• Problem description:
All lines from the one with "the distant coastline" onward, through the last line of the records below, are to be retyped word for word.

Image-backed grounding data:
━━━━━━━━━━━━━━━━━━━━━━━━━━━━━━

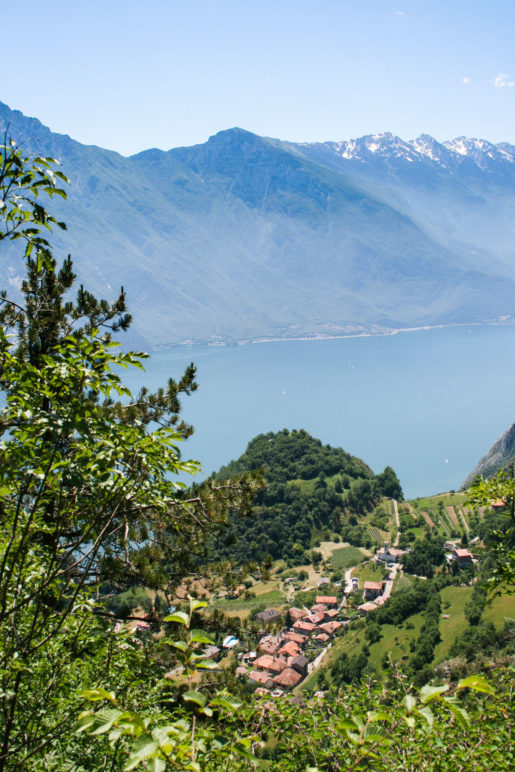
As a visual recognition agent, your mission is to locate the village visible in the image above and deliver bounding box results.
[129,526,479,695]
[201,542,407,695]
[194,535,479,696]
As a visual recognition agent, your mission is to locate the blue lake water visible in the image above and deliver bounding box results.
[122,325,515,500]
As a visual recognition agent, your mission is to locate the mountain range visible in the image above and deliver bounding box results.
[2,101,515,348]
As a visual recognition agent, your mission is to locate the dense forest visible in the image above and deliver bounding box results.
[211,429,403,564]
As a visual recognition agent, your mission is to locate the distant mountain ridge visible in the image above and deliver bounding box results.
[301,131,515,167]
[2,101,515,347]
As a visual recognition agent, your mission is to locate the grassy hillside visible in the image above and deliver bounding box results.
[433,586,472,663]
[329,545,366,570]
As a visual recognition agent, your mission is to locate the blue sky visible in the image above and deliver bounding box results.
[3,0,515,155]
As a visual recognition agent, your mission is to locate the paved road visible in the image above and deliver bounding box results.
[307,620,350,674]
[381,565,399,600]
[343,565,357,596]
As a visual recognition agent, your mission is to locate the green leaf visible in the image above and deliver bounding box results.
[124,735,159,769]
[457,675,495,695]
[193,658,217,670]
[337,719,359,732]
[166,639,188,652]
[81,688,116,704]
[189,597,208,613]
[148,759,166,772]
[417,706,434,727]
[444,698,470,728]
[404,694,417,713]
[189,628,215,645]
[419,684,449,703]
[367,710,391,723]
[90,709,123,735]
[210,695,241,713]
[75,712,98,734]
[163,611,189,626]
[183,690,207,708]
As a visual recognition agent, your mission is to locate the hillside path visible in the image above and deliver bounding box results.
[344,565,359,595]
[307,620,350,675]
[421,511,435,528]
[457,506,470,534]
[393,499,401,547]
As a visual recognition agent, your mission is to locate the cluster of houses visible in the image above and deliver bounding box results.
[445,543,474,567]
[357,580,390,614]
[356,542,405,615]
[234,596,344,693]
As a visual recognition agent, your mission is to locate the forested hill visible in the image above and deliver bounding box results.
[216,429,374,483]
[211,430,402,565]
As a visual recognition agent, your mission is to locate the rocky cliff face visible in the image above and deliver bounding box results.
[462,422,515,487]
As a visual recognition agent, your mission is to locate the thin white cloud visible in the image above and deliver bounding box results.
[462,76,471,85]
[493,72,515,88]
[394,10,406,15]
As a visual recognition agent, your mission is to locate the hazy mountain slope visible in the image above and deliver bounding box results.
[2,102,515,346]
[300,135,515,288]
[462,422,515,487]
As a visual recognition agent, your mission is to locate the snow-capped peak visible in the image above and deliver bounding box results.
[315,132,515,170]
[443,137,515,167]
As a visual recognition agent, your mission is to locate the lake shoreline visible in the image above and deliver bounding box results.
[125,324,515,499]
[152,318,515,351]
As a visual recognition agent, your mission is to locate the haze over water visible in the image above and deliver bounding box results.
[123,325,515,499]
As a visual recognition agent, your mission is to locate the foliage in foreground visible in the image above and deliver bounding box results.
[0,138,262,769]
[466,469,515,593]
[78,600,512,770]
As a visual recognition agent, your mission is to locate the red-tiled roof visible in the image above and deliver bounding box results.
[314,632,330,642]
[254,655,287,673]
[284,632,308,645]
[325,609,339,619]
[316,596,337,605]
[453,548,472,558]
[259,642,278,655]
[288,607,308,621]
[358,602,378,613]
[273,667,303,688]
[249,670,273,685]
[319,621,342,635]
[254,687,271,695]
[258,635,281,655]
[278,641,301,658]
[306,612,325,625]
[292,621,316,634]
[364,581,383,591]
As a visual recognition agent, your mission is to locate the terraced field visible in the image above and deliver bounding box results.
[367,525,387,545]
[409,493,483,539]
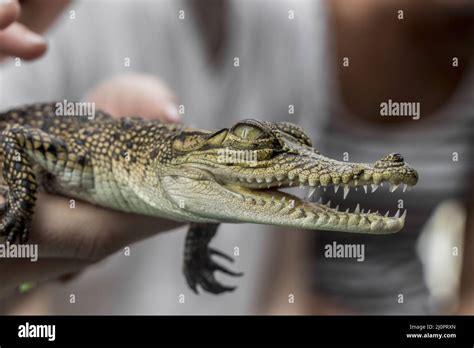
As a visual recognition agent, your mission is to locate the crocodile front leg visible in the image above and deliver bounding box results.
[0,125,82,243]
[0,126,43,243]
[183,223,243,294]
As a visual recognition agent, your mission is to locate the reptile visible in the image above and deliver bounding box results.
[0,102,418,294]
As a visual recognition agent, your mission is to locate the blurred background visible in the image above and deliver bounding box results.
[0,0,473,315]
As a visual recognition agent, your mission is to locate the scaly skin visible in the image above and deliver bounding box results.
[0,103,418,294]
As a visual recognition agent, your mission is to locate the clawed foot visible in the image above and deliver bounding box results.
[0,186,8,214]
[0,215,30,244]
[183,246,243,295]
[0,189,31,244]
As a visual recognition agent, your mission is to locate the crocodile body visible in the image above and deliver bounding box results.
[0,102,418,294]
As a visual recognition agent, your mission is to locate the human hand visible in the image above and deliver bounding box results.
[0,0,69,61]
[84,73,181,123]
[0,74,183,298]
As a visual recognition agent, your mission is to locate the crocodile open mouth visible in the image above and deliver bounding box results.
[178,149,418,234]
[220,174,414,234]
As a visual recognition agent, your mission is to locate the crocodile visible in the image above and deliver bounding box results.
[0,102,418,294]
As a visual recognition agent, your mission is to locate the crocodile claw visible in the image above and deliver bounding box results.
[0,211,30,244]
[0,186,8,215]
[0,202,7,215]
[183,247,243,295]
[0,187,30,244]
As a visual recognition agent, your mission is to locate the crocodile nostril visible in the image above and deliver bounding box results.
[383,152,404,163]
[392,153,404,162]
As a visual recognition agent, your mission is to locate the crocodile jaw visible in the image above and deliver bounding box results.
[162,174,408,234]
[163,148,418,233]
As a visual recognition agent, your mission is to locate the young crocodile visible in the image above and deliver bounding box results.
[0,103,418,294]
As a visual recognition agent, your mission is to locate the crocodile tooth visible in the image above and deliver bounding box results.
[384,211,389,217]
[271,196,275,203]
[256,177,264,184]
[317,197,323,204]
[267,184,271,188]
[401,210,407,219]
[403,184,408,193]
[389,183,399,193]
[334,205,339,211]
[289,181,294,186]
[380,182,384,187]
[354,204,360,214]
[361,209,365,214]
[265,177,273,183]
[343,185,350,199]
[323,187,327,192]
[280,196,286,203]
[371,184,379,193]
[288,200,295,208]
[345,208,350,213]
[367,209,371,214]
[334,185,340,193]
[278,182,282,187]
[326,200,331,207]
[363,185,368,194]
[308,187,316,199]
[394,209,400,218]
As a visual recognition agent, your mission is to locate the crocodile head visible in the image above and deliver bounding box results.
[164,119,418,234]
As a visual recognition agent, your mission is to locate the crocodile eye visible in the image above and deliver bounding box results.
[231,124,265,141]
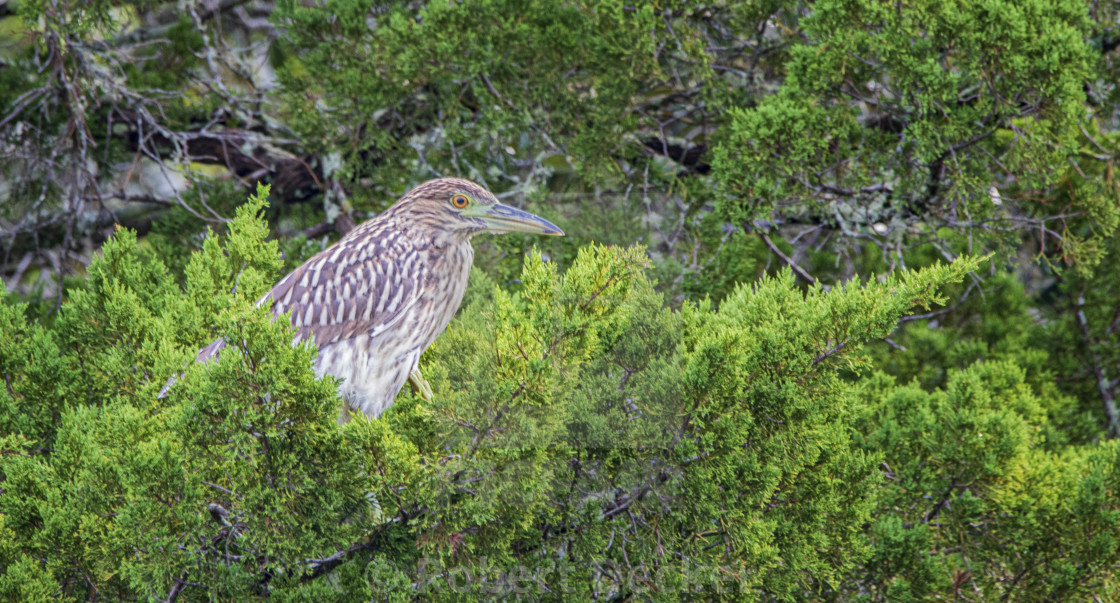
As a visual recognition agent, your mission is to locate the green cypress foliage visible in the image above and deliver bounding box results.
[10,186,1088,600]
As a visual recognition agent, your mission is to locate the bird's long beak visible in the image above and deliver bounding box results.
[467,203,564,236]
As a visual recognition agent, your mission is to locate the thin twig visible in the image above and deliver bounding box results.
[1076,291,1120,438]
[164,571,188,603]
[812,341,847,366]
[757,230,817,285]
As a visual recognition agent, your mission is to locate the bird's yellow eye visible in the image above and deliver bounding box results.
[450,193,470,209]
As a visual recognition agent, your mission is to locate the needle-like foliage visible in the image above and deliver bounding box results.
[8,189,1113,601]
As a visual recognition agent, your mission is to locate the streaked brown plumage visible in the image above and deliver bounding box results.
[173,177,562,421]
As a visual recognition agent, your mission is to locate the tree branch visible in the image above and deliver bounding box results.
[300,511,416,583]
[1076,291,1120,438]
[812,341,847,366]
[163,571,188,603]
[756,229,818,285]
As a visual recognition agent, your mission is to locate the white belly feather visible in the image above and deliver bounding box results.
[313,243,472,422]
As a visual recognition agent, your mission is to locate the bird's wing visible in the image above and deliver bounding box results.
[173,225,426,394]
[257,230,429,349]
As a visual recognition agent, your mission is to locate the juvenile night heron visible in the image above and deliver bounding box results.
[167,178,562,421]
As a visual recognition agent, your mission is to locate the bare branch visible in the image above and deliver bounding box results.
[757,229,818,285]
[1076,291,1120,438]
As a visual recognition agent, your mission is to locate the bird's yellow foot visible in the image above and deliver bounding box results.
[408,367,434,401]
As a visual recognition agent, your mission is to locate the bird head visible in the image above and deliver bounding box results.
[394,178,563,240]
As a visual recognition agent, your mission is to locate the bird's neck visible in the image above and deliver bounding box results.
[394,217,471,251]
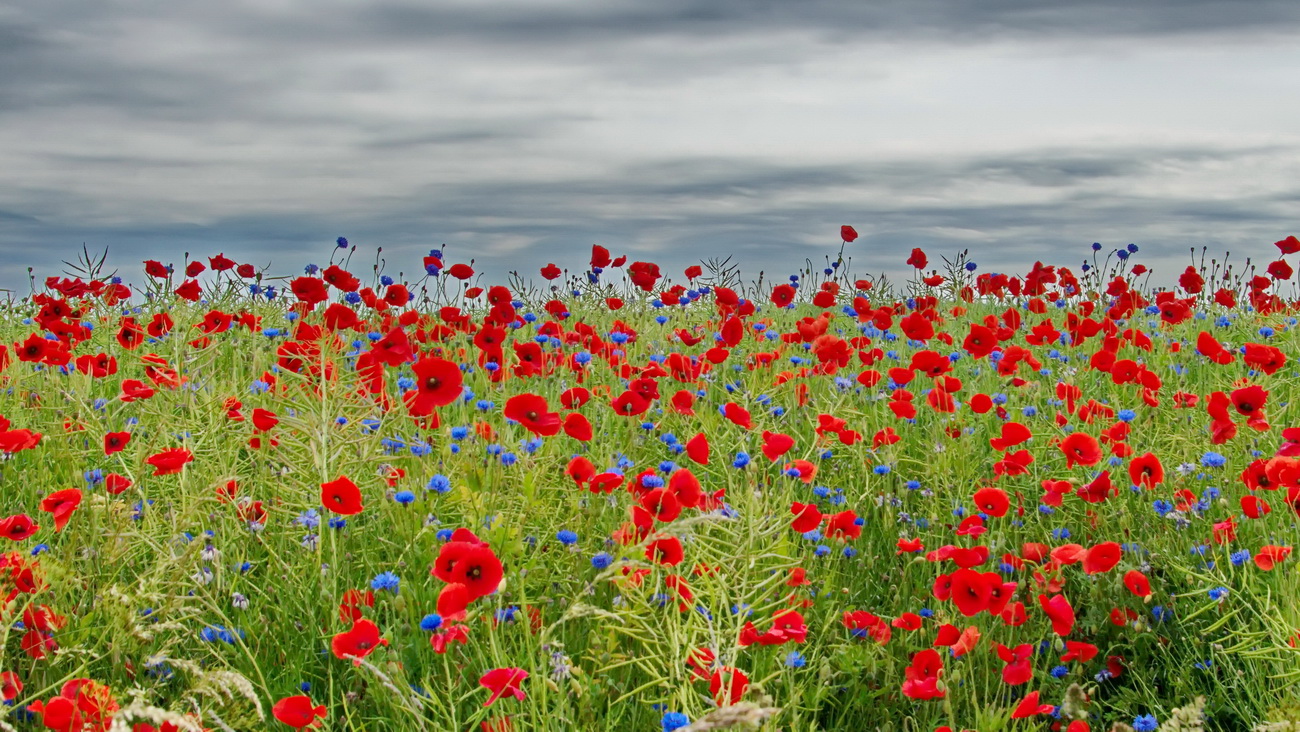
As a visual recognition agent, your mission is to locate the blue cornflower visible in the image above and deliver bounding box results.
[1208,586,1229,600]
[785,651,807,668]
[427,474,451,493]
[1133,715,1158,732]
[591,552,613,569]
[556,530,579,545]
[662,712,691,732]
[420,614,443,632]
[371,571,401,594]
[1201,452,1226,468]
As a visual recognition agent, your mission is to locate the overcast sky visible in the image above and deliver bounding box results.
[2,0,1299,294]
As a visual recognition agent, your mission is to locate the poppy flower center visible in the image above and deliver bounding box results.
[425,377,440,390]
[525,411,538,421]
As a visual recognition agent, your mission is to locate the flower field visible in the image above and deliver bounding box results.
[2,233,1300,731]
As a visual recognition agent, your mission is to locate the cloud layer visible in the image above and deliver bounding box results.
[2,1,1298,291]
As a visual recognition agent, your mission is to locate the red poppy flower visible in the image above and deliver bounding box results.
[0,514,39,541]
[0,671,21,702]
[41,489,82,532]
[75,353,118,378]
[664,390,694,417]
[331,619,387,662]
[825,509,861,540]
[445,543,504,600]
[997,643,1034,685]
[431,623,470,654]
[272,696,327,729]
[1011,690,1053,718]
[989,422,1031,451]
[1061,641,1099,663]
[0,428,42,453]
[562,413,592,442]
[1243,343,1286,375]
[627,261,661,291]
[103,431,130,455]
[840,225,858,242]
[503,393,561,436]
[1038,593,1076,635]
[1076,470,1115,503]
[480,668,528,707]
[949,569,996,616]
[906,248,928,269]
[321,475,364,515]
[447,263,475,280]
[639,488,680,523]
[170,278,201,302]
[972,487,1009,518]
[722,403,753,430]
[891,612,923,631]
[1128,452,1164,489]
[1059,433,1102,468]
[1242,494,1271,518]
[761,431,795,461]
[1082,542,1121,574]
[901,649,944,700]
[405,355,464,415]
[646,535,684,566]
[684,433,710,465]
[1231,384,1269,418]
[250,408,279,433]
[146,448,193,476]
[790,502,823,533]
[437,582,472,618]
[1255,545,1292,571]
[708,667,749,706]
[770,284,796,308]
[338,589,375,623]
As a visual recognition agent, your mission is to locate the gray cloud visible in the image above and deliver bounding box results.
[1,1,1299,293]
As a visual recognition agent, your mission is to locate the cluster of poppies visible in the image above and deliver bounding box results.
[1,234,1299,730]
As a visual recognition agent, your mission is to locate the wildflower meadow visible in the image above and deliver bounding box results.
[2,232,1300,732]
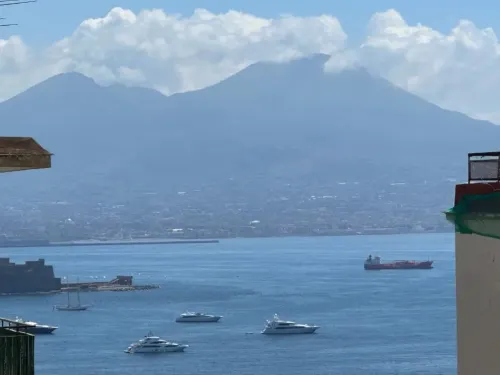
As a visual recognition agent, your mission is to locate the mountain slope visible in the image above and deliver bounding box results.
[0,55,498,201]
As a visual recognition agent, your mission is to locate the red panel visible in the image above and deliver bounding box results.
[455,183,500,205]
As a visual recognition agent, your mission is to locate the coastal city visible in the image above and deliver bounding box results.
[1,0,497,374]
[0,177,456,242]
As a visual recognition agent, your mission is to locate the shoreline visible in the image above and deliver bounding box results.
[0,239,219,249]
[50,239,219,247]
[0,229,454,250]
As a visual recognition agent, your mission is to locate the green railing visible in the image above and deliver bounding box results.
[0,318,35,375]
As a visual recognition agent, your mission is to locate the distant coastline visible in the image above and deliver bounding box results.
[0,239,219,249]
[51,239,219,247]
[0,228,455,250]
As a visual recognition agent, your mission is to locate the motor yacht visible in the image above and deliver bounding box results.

━━━━━━━━━━━━━━━━━━━━━━━━━━━━━━

• Answer to this exercise:
As a visual recognition agent, your mission is to locate the distant coastline visible in the image above and deliver bounding box results.
[0,239,219,249]
[51,239,219,247]
[0,228,455,250]
As a visual recognition agent, your mission is to locate the motor yacht visible in the image above and deliver bounding box results.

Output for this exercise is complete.